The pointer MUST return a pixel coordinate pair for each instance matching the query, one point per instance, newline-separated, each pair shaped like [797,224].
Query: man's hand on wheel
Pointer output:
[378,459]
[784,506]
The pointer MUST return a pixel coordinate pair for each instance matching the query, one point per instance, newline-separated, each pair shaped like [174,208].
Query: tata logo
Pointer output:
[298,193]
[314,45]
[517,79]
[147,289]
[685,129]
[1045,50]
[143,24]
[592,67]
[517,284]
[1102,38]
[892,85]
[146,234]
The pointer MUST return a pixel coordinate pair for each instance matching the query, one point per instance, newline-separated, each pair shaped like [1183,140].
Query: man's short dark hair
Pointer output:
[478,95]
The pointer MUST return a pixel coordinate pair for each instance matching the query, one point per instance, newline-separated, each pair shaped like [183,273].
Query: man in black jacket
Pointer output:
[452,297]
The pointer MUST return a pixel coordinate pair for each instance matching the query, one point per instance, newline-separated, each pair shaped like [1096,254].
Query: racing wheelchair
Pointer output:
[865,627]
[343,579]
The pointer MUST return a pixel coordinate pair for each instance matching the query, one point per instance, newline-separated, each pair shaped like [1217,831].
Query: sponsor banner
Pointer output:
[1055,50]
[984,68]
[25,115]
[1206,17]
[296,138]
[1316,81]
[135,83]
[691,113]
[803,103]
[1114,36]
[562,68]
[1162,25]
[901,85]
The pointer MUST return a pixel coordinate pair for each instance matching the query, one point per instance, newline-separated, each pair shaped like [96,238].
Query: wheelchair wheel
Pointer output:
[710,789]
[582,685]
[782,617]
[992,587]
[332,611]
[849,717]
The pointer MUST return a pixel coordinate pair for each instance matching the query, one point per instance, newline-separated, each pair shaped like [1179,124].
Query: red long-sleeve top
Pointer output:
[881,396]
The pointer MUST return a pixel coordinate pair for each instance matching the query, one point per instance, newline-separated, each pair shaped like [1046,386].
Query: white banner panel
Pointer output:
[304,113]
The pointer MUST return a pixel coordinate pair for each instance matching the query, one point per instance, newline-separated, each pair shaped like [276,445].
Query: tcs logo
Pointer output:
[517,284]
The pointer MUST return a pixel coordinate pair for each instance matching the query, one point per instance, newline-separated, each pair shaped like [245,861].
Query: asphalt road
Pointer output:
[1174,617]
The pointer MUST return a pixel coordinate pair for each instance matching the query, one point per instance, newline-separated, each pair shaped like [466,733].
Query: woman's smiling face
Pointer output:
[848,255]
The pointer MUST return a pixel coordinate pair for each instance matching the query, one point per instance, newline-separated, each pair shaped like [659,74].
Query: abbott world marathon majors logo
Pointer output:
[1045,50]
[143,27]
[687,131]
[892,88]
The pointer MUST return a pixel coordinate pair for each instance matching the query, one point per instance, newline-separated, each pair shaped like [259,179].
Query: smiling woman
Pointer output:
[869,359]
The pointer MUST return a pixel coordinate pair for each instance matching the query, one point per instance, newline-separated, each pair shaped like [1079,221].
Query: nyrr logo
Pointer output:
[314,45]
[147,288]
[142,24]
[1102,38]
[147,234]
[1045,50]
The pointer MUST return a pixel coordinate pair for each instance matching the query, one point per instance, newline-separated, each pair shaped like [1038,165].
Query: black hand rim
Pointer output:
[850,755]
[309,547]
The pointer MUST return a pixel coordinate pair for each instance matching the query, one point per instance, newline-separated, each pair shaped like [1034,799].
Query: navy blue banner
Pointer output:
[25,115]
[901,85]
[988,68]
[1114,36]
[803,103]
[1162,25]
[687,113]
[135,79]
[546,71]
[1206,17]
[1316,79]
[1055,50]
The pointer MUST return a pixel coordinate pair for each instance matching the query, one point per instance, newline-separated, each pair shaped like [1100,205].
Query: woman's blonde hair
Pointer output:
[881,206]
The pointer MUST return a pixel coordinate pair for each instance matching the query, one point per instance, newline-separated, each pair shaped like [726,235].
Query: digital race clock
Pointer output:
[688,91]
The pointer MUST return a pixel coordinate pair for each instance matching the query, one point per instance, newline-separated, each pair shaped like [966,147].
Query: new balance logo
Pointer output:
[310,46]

▶ _The exercise_
Retype the records that precede this task, keeping them exactly the same.

▶ _Response for this exercise_
The pointer MUST return a pixel coordinate pair for each instance matching the query, one point per instance, newline-separated, each pair shaped like [797,224].
Query: man's hand on wheel
Pointer output:
[378,459]
[784,506]
The pointer MUST return a pixel coordinate pair for each instance matching the query, one point per instance, newline-separated, each pair shaped like [174,208].
Query: tata logo
Pointer output:
[298,193]
[314,45]
[517,79]
[147,289]
[685,129]
[1045,50]
[143,24]
[592,67]
[517,284]
[1102,38]
[892,85]
[146,234]
The pointer MUST return a pixel coordinate pair for each instance matching the query, one point per instance, newline-separated, each pair shaped like [1183,140].
Query: man's short dark hair
Pointer output:
[478,95]
The pointer MUST return a pixel coordinate pair for each instance matching the query, one point per instance, newline-separated, each pair shaped like [183,273].
Query: man in black jacket
Pointer output:
[452,297]
The pointer MUST return a pixel coordinate pair for each instance matching the query, one point per instance, newline-separated, each pair shaped like [1096,254].
Query: racing wheelchair
Pointer output:
[865,627]
[343,579]
The pointer MUST return a pixel coordinate pair for each instance matching the query, one point per instance, newline-separated, each pair shaped like [1217,831].
Query: sponsor banner
Pointer output:
[1055,50]
[984,68]
[25,115]
[1206,17]
[296,138]
[1316,81]
[135,83]
[691,113]
[803,103]
[1114,36]
[562,68]
[1162,25]
[901,85]
The pointer MUST return a pixel coordinate pair for each instance matching the query, one point per instance, newline-separated, each pair shaped like [96,238].
Query: wheelchair wheel
Pointer output:
[710,789]
[582,685]
[782,617]
[992,587]
[332,611]
[849,717]
The pointer MUST return a pixel coordinate pair for each instance matching the query, one point per instance, newline-separated, each pair shaped like [1179,124].
Query: red long-sleeve top
Pointer output:
[881,396]
The pointer MUST return a pixel coordinate pair for each instance matching the query, one point per instance, newline-separated, each pair shaped like [1046,386].
Query: white banner panel
Pointer output:
[304,113]
The pointer MUST return a pixel coordinate pair for each instance matching the query, one point per instance, newline-separated, each pair shaped like [276,445].
Query: tcs logo
Pointer output:
[517,284]
The pointer MUST return a pixel coordinate pair for each instance matching the query, one point per instance, newline-separated, each pair shaped like [245,861].
Query: asphalt road
Pointer output:
[1174,617]
The pointer MUST return a pixel coordinate pair for each instance matching the query, one point per instance, newline-separated, each pair shaped like [466,733].
Query: woman's smiling face
Pointer output:
[848,255]
The pointer MUST return a pixel coordinate pair for each instance matching the query, one point per instance, newline-separated, each pair shaped like [659,74].
Query: abbott world marathon majors logo
Pointer output:
[1045,50]
[143,27]
[687,131]
[892,88]
The pointer MUST return a pixel coordinate pair for each instance matching the query, one point per instance, newline-separated, each pair shaped like [259,179].
Query: smiling woman
Pointer output:
[869,359]
The pointer MUST return a pixel coordinate pair for each instance matching the query, one point per instance, newline-separated, each pair shaped like [1079,221].
Query: nyrr logo
Pointer output:
[314,45]
[147,288]
[142,24]
[1102,38]
[147,234]
[1045,50]
The pointer MUST return a pixel coordinate pair for each instance matching the query, one point per instance, newline-separated, each pair shaped like [1038,165].
Query: black hand rim
Pointer output:
[850,755]
[309,547]
The pointer MUST return a pixel coordinate pair for each instance matching the query, one point per instance, newline-separated, each pair shaped like [1034,799].
Query: navy blue banner
Pointer output:
[25,115]
[901,85]
[988,68]
[1114,36]
[803,103]
[1162,25]
[687,113]
[135,79]
[546,71]
[1206,17]
[1316,79]
[1055,50]
The pointer MUST return a pixel coordinate pair for each instance matching the query, one point per instance, newline-separated, each pair shaped like [1100,205].
Query: woman's blonde hair
Pointer output:
[881,206]
The pointer MUST return a pixel coordinate pair for each instance matching the query, one point per instance, newline-separated, each pair shaped like [726,235].
Query: digital race clock
Pointer output:
[688,91]
The pointer MUST return a pixel coordinate pair for each instance matching the query, one point per instance, newline-separated, each pair shaped like [966,147].
Query: new balance logo
Pointer output:
[310,46]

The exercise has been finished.